課題の要件 =>
RFID端末装置についての本文を2文で要約してもらえますか？

ページ本文 =>
········

したがって、端末装置200によれば、第1モード(例えば「在庫確認モード」)が設定された場合、第1マッチング回路281を用い、複数のRFIDタグTにそれぞれ記憶された情報(タグ情報)を一括して読み取れるようにする一方で、第2モード(例えば「商品取引モード」)が設定された場合、第2マッチング回路281を用い、一のRFIDタグTに記憶された情報(タグ情報)をピンポイントで読み取れるようにすることができるので、RFIDタグTの読み取りを状況に応じて適切に行うことができる。
【0049】
[変形例2]
次に、変形例2の端末装置300について説明する。変形例2の端末装置300では、RFIDタグTの読み取りを行う際に、アンテナ切替やマッチング回路の切り替えは行わずに、マッチング回路381の内部の可変コンデンサ381aを調整することで、RFIDリーダ部18のRFIDタグTと通信するための電波出力を調整することを特徴としている。なお、上記の実施形態や変形例1と同様の構成要素には同一の符号を付し、その説明を省略する。

········

データ行 =>
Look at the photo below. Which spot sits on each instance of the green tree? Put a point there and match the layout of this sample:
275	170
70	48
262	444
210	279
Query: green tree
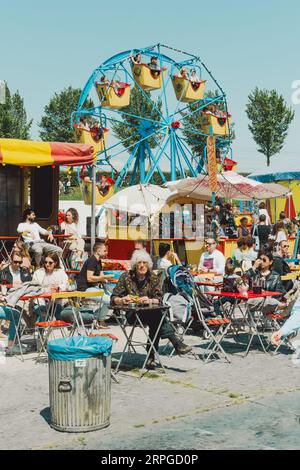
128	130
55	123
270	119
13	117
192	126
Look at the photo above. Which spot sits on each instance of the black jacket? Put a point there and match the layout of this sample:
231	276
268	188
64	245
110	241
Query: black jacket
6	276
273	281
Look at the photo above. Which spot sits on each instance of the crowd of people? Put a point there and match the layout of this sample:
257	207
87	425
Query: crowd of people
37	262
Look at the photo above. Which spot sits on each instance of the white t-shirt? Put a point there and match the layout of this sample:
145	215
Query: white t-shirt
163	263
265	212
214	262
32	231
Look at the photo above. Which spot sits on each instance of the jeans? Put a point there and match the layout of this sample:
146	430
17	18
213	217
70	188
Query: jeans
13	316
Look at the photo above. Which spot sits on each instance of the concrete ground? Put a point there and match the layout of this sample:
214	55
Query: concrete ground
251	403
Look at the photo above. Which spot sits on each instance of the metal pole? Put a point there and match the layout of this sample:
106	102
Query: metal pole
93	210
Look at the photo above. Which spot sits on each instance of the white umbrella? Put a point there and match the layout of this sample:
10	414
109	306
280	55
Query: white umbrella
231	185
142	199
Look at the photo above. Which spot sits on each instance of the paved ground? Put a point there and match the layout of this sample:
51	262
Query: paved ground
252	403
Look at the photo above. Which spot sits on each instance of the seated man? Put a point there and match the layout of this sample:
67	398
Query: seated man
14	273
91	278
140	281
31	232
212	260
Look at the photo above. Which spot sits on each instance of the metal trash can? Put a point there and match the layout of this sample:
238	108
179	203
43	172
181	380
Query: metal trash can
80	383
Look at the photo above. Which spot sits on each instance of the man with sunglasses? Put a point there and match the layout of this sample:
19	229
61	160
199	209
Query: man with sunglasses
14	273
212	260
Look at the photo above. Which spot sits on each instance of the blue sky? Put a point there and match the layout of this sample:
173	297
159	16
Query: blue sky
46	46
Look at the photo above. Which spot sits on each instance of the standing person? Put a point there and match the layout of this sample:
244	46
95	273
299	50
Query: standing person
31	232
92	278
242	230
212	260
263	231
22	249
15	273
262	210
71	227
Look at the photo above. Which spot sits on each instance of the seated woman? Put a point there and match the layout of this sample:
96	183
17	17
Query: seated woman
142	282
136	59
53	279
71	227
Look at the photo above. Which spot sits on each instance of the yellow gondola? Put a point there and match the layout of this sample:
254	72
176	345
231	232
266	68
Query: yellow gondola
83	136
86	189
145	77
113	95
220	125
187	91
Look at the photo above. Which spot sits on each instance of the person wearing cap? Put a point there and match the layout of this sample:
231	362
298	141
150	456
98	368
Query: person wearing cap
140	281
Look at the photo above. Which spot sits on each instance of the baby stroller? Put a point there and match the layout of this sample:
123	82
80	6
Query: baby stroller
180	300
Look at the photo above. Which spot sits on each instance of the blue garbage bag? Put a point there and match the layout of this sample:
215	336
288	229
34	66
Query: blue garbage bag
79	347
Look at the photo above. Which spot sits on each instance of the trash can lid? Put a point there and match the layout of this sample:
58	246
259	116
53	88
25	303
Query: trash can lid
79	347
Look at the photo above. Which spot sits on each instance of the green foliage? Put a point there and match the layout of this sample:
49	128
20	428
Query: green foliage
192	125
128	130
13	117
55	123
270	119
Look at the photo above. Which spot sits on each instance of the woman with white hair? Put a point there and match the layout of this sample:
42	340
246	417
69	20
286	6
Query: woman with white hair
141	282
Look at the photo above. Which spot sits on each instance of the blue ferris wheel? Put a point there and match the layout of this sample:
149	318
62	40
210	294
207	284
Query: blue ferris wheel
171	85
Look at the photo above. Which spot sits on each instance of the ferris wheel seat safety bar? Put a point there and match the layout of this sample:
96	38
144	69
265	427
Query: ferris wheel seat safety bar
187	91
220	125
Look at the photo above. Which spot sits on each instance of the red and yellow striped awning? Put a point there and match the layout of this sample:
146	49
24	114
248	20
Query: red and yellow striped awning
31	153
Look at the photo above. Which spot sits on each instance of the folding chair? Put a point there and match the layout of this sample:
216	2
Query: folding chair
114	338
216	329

········

記述回答 =>
端末装置200では、第1モードが設定されると複数のRFIDタグTの情報を一括して読み取り、第2モードが設定されると一のRFIDタグTの情報をピンポイントで読み取れるため、RFIDタグTの読み取りを状況に応じて適切に行える。変形例2の端末装置300は、アンテナやマッチング回路を切り替えず、マッチング回路381内部の可変コンデンサ381aを調整することで、RFIDリーダ部18がRFIDタグTと通信するための電波出力を調整する点を特徴とする。